• Supplied data:
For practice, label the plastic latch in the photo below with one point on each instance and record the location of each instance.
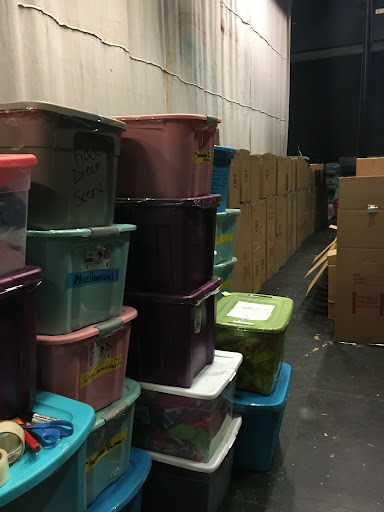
(109, 326)
(105, 231)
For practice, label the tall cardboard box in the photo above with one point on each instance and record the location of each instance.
(271, 237)
(259, 223)
(242, 275)
(258, 268)
(234, 184)
(289, 206)
(370, 166)
(245, 176)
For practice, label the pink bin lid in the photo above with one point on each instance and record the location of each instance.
(127, 315)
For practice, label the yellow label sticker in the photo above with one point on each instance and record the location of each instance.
(107, 447)
(200, 157)
(224, 238)
(107, 366)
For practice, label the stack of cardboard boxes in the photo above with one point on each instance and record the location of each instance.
(277, 198)
(359, 316)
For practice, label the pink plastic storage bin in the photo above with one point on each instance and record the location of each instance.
(166, 156)
(87, 365)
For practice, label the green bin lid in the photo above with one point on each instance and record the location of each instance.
(254, 312)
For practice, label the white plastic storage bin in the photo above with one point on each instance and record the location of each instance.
(74, 181)
(176, 484)
(188, 423)
(109, 443)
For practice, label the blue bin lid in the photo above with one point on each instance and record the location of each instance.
(251, 403)
(118, 495)
(32, 469)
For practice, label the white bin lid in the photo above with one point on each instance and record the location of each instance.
(204, 467)
(210, 382)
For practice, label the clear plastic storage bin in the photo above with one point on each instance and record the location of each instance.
(15, 181)
(176, 484)
(188, 423)
(254, 325)
(109, 443)
(166, 155)
(84, 275)
(74, 181)
(87, 365)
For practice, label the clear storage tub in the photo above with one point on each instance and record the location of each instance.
(15, 181)
(74, 181)
(254, 325)
(174, 335)
(188, 423)
(166, 155)
(84, 275)
(226, 223)
(87, 365)
(109, 443)
(176, 484)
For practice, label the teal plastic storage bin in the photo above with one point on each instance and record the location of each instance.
(109, 443)
(222, 159)
(84, 275)
(226, 223)
(125, 494)
(54, 479)
(262, 418)
(225, 271)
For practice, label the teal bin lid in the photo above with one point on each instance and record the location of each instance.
(131, 393)
(254, 312)
(246, 402)
(114, 229)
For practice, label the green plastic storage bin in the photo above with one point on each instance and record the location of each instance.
(226, 223)
(84, 275)
(109, 443)
(225, 271)
(254, 325)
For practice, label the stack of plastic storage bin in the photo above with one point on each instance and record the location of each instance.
(256, 325)
(225, 260)
(163, 188)
(83, 328)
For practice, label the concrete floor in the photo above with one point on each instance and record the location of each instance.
(331, 453)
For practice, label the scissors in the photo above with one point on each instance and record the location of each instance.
(49, 433)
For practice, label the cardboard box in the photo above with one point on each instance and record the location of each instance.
(289, 206)
(281, 175)
(259, 223)
(245, 176)
(267, 174)
(281, 215)
(370, 166)
(258, 260)
(271, 237)
(242, 275)
(360, 295)
(233, 199)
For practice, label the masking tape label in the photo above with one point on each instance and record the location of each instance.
(108, 366)
(107, 447)
(200, 157)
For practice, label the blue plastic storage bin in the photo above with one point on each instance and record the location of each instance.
(262, 418)
(125, 494)
(222, 158)
(54, 479)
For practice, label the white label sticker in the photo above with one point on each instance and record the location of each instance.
(251, 311)
(97, 259)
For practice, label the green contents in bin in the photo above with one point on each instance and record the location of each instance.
(254, 325)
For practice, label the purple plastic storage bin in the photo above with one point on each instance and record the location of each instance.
(172, 250)
(173, 337)
(18, 336)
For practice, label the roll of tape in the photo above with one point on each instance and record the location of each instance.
(4, 467)
(12, 440)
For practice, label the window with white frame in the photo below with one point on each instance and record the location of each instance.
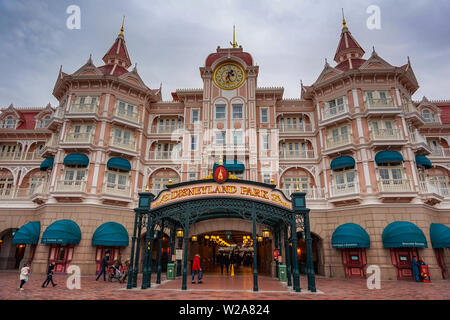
(264, 115)
(220, 111)
(237, 111)
(195, 116)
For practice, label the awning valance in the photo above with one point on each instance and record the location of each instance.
(440, 235)
(119, 163)
(110, 234)
(62, 232)
(76, 159)
(46, 164)
(423, 161)
(28, 233)
(402, 234)
(388, 156)
(232, 165)
(342, 162)
(350, 235)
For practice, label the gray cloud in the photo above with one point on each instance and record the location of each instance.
(171, 39)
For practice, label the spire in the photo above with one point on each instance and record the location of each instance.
(118, 53)
(348, 48)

• Prompt: Repeat only the lines from the one with "For practice, label the white label" through the end of the data, both included and exactly as written. Pictures stay out of the copy.

• The reply:
For practice, label the white label sticker in the photo above with one point on each instance and record the location of each instance.
(251, 311)
(97, 259)
For practice, label the green contents in bin in the photo above with one point on each instance and record the location of each instance.
(254, 325)
For practice, label the purple plastic storage bin in the photo above with one point on each instance and record the location of each instance.
(172, 250)
(173, 337)
(18, 336)
For practice, label the roll of tape in the photo above with one point on each instance and record the location of each instance.
(4, 467)
(12, 440)
For practice, label the window with white frame in the photo below with one point on each instance and record the location of each instance.
(264, 115)
(220, 111)
(237, 111)
(195, 116)
For practice, label the awning valance in the photo above with one point on each instance and record the location of each instance.
(440, 235)
(119, 163)
(110, 234)
(62, 232)
(76, 159)
(46, 164)
(423, 161)
(28, 233)
(402, 234)
(388, 156)
(232, 165)
(342, 162)
(350, 235)
For practice, label the gray cloud in the photo above with one point on each instance and record the location of each instance.
(171, 39)
For practice, label the spire in the photo above with one point on each instance and record the location of each instance.
(118, 53)
(348, 48)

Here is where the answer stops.